→ 文本片段:
-- -- --

Open Notebook: September 2011

There are old posts from 2011

标题: 简单介绍 Bioinformatics Tools for NGS 分析
发信站: BBS 未名空间站 (Sat Sep 10 19:30:42 2011, 美东)

本人在wet lab里面做纯数据分析，for NGS data analysis, 简单介绍一些自己接触过
，并且觉得挺有用的工具，说的有点杂，权作抛砖引玉，还请不吝赐教。

Next-Gen sequencing(NGS)和现在正在发展的3rd-gen sequencing将会在生物学研究中
被越来越广泛应用。不管你信不信，反正我信了。一是基于实验成本的降低（$1k
whole-genome sequencing is coming），越来越多的实验室可以操作；二是可以提供
相对low throughput experiment多的多的数据和信息，可以看到很多从前看不到的东
西；三是sequencer本身对测序的准确性正在逐渐提高，所以实验固有错误率降低；四
是各种算法的成熟应用，这使得很多由于实验产生的误差在出数据后通过对数据的分析
得以过滤。按照library preparation来分，NGS主要有DNA-seq和RNA-seq

DNA-seq is usually used as ChIP-seq to study transcription factor(TF)-DNA
binding, epigenetic histome modification (such as H3K4me3, H3K36me3 etc),
DNA methylation etc. and Exon-seq or whole-DNA sequencing to study genetic
variation (SNPs/Indels etc). 从bioinformatics的角度来说，DNA-seq相对比较容易
处理，简单的说，第一步先做alignment，就是把millions of short reads from the
sequencer map back to the genome。很多genome已经有相对完整的reference，这些
genome的whole sequence可以从UCSC genome browser(http://genome.ucsc.edu/)下载。先前已经有朋友贴过现有的alignment tools（ http://en.wikipedia.org/wiki/List_of_sequence_alignment_software#Short- Read_Sequence_Alignment），目前比较常用的有bowtie，bwa，maq，soap，从他们各自的网站，应该都可以下载到 executable binary或者source code。我们比较常用的是bowtie（ http://bowtie-bio.sourceforge.net/index.shtml ）和bwa（ http://bio-bwa.sourceforge.net/），简单方便速度快（paralyzed）；output files例如SAM，BAM format比较standardized，方便后续处理；他们的网站有非常详细的manual。

-- -- --

→ 任务要求:
1. 请用两句话概括这篇关于NGS分析工具的帖子。
2. 接着这篇关于NGS分析工具的帖子的最后一句往下续写一段。
这些记录来自另一来源。

→ 提供材料:
-- -- --

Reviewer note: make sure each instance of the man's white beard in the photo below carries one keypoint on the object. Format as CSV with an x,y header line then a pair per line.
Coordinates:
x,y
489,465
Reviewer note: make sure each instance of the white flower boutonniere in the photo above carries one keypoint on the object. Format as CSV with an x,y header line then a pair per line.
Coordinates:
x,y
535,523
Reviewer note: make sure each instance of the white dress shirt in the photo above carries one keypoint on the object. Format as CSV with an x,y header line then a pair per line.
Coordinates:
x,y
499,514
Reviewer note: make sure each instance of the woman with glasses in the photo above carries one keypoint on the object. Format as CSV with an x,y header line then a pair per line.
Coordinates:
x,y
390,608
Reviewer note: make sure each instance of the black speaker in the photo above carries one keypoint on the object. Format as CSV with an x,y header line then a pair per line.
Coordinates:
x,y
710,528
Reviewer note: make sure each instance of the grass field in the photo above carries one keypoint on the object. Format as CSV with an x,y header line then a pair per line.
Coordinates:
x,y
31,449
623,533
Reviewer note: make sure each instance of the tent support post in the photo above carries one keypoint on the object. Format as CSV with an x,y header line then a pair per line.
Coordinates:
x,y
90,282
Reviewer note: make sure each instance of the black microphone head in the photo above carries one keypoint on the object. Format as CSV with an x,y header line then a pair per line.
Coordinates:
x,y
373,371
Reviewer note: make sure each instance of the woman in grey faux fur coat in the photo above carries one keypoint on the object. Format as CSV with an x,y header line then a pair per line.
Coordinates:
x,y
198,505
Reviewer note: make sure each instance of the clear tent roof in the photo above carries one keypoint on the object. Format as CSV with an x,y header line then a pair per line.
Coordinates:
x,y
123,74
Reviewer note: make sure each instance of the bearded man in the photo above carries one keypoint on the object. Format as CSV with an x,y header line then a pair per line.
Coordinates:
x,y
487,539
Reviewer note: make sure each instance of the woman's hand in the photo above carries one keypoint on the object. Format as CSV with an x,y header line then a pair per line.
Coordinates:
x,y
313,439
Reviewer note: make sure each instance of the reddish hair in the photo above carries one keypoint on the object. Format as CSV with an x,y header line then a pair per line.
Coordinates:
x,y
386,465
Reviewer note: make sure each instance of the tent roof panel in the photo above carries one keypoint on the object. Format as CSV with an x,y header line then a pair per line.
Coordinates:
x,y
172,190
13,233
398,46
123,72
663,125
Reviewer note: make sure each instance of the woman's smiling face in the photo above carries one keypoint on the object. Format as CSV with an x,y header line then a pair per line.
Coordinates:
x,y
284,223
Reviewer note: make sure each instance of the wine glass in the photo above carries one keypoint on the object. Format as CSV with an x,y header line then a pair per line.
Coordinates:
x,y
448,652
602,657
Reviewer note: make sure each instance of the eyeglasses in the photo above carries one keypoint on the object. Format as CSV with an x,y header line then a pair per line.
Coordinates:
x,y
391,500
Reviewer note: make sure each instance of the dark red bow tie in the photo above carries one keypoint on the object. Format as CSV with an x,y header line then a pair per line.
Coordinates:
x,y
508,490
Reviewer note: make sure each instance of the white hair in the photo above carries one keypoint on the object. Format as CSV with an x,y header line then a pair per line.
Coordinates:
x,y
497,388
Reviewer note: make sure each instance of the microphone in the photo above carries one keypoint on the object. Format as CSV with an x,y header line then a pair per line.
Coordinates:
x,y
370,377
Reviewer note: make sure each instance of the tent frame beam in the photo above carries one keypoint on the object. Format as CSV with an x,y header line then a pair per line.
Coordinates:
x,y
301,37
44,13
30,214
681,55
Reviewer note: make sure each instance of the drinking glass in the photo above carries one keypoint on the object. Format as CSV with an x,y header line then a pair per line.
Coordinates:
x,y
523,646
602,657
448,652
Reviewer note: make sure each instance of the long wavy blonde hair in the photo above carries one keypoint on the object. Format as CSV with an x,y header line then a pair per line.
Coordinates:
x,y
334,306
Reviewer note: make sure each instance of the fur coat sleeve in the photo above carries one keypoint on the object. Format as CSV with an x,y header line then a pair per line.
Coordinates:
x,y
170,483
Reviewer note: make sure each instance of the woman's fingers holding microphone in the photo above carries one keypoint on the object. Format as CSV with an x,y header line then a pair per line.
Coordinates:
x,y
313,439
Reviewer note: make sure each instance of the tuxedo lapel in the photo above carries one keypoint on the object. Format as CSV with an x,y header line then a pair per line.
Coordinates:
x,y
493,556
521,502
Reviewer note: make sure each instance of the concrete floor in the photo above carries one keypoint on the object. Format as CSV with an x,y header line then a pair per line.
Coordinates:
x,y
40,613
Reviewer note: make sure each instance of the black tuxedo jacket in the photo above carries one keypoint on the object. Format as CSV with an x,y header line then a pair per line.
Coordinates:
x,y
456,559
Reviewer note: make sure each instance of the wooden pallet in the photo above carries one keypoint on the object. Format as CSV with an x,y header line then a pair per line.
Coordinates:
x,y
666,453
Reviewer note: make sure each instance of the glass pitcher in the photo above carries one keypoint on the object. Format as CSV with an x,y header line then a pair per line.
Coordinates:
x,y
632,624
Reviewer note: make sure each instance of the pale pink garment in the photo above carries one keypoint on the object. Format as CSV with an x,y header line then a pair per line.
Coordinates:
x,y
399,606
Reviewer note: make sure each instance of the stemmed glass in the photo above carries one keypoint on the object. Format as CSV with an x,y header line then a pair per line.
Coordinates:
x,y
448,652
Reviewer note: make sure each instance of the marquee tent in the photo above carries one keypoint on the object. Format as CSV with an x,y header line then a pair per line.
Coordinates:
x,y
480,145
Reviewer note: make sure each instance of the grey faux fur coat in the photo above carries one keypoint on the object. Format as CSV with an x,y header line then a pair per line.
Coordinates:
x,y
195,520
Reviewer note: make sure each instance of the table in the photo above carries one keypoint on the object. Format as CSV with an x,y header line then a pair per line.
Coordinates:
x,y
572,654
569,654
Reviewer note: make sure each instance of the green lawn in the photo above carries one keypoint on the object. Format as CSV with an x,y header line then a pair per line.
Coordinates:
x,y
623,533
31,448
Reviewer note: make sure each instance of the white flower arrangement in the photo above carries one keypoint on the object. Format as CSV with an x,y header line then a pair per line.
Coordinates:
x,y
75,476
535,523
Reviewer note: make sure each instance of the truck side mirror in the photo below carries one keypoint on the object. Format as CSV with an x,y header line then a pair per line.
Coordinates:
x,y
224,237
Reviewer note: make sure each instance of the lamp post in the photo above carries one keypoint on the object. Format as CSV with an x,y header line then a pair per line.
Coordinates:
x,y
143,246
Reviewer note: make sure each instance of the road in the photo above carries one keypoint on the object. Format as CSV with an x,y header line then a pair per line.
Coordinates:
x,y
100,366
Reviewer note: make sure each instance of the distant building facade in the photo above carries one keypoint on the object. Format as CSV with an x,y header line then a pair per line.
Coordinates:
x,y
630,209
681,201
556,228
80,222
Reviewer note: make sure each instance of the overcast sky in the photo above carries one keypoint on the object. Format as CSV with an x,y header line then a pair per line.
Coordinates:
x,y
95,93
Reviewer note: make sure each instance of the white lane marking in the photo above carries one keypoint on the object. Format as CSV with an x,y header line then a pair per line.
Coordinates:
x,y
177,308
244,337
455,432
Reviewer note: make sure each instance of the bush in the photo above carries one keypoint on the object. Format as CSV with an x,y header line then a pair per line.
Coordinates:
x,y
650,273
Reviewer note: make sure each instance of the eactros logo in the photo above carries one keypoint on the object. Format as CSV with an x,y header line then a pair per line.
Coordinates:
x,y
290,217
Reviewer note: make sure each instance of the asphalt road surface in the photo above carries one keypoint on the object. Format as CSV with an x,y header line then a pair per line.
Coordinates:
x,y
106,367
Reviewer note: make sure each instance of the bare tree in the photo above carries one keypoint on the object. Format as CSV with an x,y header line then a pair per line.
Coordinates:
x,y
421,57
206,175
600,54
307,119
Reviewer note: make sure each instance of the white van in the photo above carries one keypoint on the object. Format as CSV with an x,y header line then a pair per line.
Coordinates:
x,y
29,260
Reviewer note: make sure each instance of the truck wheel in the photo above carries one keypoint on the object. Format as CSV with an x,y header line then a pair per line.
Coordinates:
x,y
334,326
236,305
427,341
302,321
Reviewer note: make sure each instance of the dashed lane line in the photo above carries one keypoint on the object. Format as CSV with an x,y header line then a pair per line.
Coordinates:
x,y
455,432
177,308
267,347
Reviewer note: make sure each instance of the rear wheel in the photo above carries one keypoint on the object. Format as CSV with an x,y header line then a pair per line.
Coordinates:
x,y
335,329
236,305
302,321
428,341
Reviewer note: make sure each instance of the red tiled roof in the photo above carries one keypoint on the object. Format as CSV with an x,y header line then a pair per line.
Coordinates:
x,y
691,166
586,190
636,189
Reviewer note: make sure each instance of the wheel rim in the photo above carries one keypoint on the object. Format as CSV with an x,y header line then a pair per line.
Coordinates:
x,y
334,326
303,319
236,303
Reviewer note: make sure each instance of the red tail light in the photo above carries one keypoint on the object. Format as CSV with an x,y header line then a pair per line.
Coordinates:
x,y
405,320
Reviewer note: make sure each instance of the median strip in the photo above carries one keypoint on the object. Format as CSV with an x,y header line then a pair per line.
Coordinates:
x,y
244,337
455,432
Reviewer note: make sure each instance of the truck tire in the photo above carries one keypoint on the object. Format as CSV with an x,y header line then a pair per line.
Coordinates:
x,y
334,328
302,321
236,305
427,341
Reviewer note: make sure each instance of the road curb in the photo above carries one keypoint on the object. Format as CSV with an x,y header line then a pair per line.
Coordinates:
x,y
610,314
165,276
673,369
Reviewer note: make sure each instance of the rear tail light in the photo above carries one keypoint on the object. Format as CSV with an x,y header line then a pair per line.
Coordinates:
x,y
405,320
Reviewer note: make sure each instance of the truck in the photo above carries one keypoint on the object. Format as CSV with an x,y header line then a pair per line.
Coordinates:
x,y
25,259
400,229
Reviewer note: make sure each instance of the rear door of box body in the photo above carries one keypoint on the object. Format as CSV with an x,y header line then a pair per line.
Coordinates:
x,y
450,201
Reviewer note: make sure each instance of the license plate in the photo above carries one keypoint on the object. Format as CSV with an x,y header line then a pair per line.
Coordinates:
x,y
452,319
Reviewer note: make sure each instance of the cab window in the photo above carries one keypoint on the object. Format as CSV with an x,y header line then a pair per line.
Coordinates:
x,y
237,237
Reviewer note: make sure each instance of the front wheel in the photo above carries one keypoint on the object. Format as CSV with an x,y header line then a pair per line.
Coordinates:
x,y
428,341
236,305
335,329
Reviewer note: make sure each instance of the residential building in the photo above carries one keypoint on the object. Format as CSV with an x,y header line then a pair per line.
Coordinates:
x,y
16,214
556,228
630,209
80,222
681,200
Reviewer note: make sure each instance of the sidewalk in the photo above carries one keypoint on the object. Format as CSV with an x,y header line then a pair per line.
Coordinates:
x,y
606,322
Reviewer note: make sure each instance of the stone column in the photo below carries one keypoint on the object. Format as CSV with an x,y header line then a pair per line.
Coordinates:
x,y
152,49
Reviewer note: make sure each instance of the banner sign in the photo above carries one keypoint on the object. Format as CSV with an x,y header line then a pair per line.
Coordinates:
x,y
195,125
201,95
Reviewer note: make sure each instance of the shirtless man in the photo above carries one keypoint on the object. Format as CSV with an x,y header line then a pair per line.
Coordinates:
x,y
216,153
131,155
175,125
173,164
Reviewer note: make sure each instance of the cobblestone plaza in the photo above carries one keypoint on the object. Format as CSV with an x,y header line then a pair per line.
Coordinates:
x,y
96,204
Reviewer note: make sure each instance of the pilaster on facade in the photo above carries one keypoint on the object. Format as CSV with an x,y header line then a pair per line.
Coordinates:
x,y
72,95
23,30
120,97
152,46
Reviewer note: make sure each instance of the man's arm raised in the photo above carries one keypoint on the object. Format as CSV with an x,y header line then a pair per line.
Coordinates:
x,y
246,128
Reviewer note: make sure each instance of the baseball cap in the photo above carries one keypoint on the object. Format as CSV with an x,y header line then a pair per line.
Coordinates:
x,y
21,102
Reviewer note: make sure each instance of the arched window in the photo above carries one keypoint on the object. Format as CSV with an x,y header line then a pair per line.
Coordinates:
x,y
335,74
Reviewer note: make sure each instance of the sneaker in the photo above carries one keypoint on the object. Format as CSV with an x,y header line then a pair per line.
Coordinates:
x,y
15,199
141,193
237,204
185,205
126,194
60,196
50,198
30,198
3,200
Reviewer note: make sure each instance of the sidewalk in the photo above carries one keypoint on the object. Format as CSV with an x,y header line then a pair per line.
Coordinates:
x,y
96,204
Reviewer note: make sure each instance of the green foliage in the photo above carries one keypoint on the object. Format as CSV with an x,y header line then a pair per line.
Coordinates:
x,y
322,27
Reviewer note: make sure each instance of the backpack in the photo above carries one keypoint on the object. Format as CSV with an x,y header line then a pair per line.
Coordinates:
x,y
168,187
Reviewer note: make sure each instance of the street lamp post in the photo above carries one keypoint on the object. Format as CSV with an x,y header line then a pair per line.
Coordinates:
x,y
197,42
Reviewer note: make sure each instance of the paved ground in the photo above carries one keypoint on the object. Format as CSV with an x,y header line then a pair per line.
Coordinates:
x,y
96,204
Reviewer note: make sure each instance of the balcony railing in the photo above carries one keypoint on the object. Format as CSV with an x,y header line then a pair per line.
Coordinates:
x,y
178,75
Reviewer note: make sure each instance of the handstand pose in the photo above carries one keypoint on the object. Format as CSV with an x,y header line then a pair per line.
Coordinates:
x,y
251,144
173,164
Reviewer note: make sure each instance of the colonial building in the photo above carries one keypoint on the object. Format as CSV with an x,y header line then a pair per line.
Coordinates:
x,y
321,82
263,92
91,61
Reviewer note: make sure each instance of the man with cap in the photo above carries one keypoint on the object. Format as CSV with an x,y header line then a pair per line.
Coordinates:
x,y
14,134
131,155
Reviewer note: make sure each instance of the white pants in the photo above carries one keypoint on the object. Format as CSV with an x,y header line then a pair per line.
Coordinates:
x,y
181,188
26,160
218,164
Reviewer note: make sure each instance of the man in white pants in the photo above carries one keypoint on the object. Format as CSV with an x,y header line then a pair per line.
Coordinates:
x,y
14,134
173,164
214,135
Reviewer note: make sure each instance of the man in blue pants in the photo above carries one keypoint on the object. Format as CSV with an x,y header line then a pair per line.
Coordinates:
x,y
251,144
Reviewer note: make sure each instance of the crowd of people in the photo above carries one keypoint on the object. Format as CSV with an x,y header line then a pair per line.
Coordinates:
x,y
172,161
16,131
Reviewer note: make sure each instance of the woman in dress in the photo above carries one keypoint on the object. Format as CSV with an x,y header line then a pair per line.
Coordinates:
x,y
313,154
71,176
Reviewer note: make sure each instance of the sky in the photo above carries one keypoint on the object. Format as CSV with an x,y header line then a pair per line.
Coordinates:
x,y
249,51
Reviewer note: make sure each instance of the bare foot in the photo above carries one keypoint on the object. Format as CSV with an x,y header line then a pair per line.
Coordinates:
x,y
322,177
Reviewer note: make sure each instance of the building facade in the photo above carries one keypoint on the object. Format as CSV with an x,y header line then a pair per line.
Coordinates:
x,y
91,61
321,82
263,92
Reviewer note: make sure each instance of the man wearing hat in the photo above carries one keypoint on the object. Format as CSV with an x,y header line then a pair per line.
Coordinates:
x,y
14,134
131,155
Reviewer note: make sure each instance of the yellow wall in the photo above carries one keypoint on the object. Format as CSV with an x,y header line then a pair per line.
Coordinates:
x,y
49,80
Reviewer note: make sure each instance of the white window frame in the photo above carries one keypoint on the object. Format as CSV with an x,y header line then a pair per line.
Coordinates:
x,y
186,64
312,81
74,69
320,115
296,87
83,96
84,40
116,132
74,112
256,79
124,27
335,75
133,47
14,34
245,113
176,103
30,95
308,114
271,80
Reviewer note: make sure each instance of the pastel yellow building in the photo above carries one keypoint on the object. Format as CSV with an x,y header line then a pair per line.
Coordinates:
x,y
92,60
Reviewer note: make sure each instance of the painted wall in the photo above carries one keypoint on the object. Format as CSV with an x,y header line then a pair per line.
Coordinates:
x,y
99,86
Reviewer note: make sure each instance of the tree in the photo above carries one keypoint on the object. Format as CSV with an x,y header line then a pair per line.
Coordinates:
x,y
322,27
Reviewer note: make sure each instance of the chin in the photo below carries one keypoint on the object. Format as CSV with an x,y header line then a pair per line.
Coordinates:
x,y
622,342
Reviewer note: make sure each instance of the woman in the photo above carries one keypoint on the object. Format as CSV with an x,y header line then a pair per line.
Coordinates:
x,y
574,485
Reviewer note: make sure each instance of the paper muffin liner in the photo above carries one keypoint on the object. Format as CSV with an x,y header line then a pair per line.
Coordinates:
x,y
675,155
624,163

-- -- --

→ 各项答案:
1. 作者在wet lab里专做NGS数据分析，认为NGS和第三代测序将在生物学研究中越来越广泛应用，理由是实验成本降低、数据远多于低通量实验、测序准确性逐渐提高以及各种算法已成熟应用。按library preparation来分，NGS主要有DNA-seq和RNA-seq；DNA-seq相对容易处理，第一步是把短读段比对回基因组，常用工具有bowtie、bwa、maq和soap，作者所在实验室常用的是bowtie和bwa。

2.
如果是做ChIP-seq，通常第二步是call peaks。TF的peak一般比较peaky，MACS(http://liulab.dfci.harvard.edu/MACS /00README.html)是个不错的peak caller. TF ChIP-seq，一般会在call出peak之后assign peak to gene, in order to find TF regulated genes，这个比较arbitary，overlap of the called peak with gene promoter, enhancer, or use GREAT(http://great.stanford.edu/) to assign genes. 通常TF-DNA binding都有motif，meme（http://meme.sdsc.edu/meme/intro.html）是个不错的motif caller，use meme你可以看看这些TF enriched sites是否有significant motif, you can also check whether a known motif is enriched in a certain genomic region you interested.也就是说，既可以从genomic region找motif，也可以反向从motif找potential binding sites。

Histome modification，例如H3K4me3, K3K36me3,H3K27me3,H3K27ac, etc通常不具有
motif（not expected to），usually people are interested in their position,
downstream genes,how the intensity of peak changes (from average diagram),
whether there is bivalent domain (H3K4me3, H3K27me3) etc. 整体来说，对于ChIP
-seq,可以利用open source tool自己整workflow；可以利用galaxy(http://main.g2.bx.psu.edu/)已有的workflow 和file tools（上面也有详细的tutorial）；也可以用Partek Genomic Suite （not free,licence required）.后两个适合bench worker使用，非常容易上手。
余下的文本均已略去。